Print out the entries below with no edits.

Dataset excerpts on object pointing
-- start --
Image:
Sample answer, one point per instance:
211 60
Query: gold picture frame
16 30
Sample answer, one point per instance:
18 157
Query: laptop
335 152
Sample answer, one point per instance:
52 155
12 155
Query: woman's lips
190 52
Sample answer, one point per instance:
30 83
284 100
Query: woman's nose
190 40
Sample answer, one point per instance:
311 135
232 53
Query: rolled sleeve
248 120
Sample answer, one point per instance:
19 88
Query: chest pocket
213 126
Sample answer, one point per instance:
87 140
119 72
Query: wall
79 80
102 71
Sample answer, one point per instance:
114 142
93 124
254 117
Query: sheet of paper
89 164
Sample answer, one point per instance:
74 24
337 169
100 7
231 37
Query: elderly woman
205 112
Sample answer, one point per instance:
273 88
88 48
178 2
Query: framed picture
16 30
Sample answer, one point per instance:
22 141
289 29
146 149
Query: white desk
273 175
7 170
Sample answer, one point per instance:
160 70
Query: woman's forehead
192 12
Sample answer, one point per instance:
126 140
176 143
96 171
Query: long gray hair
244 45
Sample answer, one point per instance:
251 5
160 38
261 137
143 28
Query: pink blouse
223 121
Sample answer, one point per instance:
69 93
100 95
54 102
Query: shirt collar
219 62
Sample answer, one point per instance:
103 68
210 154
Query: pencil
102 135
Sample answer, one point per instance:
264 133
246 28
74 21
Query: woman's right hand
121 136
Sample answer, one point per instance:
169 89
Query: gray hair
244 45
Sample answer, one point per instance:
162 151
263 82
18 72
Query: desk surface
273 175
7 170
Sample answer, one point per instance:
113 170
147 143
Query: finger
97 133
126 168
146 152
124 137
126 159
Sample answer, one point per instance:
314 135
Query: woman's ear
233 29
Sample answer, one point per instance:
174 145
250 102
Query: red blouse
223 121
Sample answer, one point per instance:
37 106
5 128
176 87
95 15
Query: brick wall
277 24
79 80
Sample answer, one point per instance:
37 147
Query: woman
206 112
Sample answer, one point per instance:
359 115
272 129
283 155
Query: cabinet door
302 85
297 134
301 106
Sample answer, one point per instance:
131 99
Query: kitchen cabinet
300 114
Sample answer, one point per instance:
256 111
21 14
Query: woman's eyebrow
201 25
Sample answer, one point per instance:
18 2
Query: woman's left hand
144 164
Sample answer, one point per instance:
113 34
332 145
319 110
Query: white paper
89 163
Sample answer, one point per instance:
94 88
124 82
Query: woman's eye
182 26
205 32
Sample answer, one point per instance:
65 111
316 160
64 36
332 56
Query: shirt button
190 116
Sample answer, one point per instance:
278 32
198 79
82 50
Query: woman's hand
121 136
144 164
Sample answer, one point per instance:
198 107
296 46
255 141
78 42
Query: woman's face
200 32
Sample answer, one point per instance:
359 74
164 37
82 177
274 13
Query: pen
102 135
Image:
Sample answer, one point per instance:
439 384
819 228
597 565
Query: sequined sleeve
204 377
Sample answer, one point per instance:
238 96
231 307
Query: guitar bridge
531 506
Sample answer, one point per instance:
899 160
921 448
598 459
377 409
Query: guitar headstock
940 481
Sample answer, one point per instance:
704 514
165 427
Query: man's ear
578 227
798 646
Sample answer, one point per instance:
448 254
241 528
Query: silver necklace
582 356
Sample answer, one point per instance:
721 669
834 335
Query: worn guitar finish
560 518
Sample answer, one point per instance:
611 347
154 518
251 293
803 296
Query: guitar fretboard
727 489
-- end --
▶ [SOLUTION TO THE PROBLEM]:
Image:
Sample answer, one point per instance:
211 60
Query: gold picture frame
16 30
Sample answer, one point per instance:
18 157
Query: laptop
335 152
Sample answer, one point per instance:
52 155
12 155
Query: woman's lips
190 52
Sample answer, one point per instance:
30 83
284 100
Query: woman's nose
190 40
Sample answer, one point per instance:
311 135
232 53
Query: rolled sleeve
248 120
Sample answer, one point per instance:
19 88
Query: chest pocket
213 126
Sample answer, one point per instance:
87 140
119 72
Query: wall
79 80
102 71
Sample answer, one point per instance:
114 142
93 124
254 117
Query: sheet of paper
89 164
Sample answer, one point per instance:
74 24
337 169
100 7
231 37
Query: elderly woman
205 112
Sample answer, one point per instance:
273 88
88 48
178 2
Query: framed picture
16 30
Sample answer, one point per instance:
22 141
289 29
146 149
Query: white desk
273 175
7 170
Sample answer, one point per instance:
160 70
Query: woman's forehead
192 12
Sample answer, one point per instance:
126 140
176 143
96 171
Query: long gray hair
244 45
Sample answer, one point per instance:
251 5
160 38
261 137
143 28
Query: pink blouse
223 121
Sample answer, one point per instance:
69 93
100 95
54 102
Query: shirt collar
219 62
Sample answer, one point per instance:
103 68
210 154
Query: pencil
102 135
Sample answer, one point per instance:
264 133
246 28
74 21
Query: woman's right hand
121 136
Sample answer, one point per instance:
169 89
Query: gray hair
244 45
Sample answer, one point per instance:
162 151
263 82
18 72
Query: desk surface
273 175
7 170
Sample answer, one point per instance:
113 170
147 143
Query: finger
97 133
126 168
146 152
124 137
126 159
Sample answer, one point per instance:
314 135
Query: woman's ear
233 29
Sample answer, one point per instance:
174 145
250 102
Query: red blouse
223 121
Sample answer, one point per instance:
37 106
5 128
176 87
95 15
Query: brick wall
277 24
79 80
Sample answer, one point per instance:
37 147
Query: woman
206 112
Sample answer, one point per instance:
359 115
272 129
283 155
Query: cabinet door
302 85
297 134
301 106
Sample answer, one point per instance:
131 99
Query: kitchen cabinet
300 114
Sample answer, one point per instance:
256 111
21 14
Query: woman's eyebrow
201 25
Sample answer, one point per instance:
18 2
Query: woman's left hand
144 164
Sample answer, one point per instance:
113 34
332 145
319 110
Query: white paper
89 163
Sample answer, one point per instance:
94 88
124 82
Query: woman's eye
182 26
205 32
Sample answer, one point per instance:
65 111
316 160
64 36
332 56
Query: shirt button
190 116
Sample answer, one point per instance:
278 32
198 79
82 50
Query: woman's hand
121 136
144 164
Sample answer, one point per instance:
198 107
296 46
255 141
78 42
Query: woman's face
200 32
Sample answer, one point per instance:
359 74
164 37
82 177
274 13
Query: pen
102 135
Image:
Sample answer, one point per instance:
439 384
819 228
597 565
Query: sequined sleeve
204 377
Sample answer, one point per instance:
238 96
231 307
Query: guitar bridge
531 506
Sample answer, one point per instance:
899 160
921 448
598 459
377 409
Query: guitar headstock
940 481
Sample answer, one point per instance:
704 514
165 427
Query: man's ear
578 227
798 646
Sample answer, one point per instance:
448 254
241 528
Query: silver necklace
582 356
Sample answer, one point per instance:
721 669
834 335
Query: worn guitar finish
560 518
Sample answer, one point per instance:
611 347
154 518
251 293
803 296
Query: guitar fretboard
727 489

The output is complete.